((

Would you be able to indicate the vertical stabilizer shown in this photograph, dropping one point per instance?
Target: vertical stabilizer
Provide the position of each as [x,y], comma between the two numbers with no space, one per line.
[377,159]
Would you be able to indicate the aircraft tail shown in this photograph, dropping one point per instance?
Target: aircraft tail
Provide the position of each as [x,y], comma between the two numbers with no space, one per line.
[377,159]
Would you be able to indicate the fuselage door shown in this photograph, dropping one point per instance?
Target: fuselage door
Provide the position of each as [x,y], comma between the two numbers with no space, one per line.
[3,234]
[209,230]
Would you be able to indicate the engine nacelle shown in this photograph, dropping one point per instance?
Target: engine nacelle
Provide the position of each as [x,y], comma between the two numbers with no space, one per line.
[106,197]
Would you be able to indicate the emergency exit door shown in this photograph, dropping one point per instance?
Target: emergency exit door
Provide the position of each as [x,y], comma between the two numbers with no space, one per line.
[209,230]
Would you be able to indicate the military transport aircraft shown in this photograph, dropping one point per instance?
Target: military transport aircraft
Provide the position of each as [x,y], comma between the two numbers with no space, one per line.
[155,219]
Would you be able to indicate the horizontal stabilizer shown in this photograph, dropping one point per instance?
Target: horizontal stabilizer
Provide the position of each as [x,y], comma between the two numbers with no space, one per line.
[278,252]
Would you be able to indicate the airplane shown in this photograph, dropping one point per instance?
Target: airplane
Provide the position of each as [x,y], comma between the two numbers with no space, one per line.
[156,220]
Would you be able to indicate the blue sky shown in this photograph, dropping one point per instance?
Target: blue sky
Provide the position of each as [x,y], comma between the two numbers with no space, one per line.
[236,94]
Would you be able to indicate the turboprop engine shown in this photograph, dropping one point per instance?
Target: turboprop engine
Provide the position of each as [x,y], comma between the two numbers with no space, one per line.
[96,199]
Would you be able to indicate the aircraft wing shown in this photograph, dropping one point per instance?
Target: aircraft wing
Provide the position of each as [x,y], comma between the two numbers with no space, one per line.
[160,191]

))
((

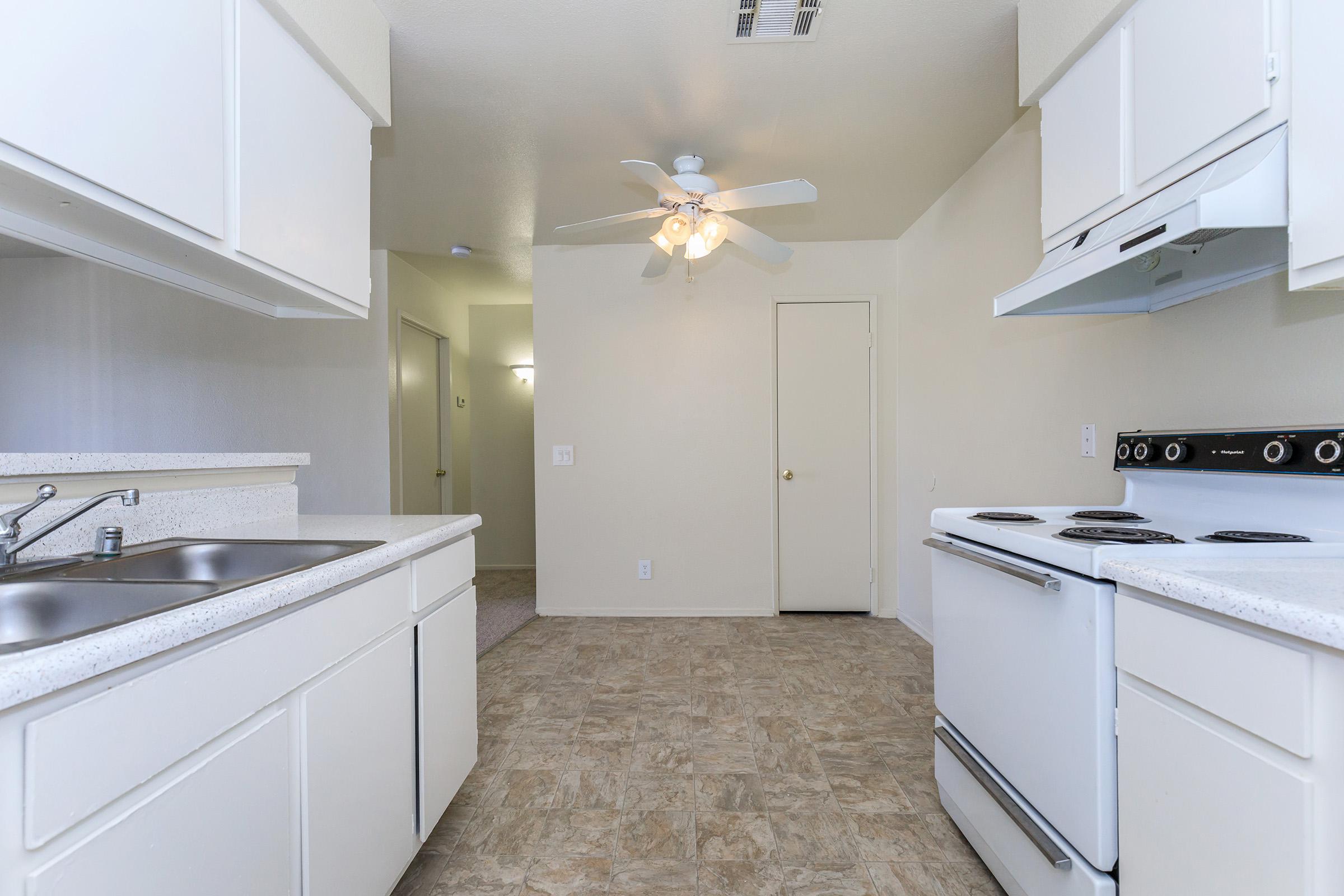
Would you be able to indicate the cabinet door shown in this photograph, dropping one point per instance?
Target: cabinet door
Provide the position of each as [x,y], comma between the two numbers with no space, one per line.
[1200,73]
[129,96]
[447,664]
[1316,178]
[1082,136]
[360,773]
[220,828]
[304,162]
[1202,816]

))

• _To be done_:
Extract each line of the data above that contains the string "wing". Matching is case-sensitive.

• _Result_:
Would you be able to indicate the aircraft wing shown in this photograph, dropping one point per instance?
Target: aircraft wing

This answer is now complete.